§ EXERCISE AIM: Check each line of the data below for the string "sign", then report how many lines have it and nothing else.

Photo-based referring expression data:

++++++++++++++++++++

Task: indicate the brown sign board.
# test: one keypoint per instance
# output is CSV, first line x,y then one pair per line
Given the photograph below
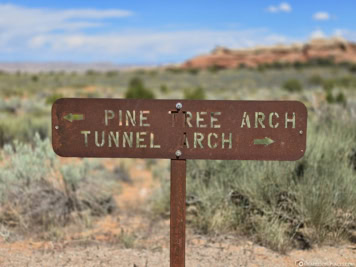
x,y
199,129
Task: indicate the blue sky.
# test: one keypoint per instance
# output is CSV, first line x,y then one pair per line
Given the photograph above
x,y
155,32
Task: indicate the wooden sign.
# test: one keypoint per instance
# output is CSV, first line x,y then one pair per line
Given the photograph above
x,y
184,129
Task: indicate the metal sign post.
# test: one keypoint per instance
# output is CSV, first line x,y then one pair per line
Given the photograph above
x,y
177,220
179,130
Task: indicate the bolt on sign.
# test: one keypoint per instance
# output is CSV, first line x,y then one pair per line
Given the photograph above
x,y
179,130
199,129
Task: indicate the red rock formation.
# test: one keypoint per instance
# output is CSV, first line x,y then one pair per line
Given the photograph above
x,y
336,49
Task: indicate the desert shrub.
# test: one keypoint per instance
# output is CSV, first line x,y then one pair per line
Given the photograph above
x,y
328,85
35,78
316,80
352,68
136,89
23,128
292,85
279,204
52,98
195,94
338,99
37,193
164,89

++++++++++++++++++++

§ ANSWER TO THIS EXERCISE: 4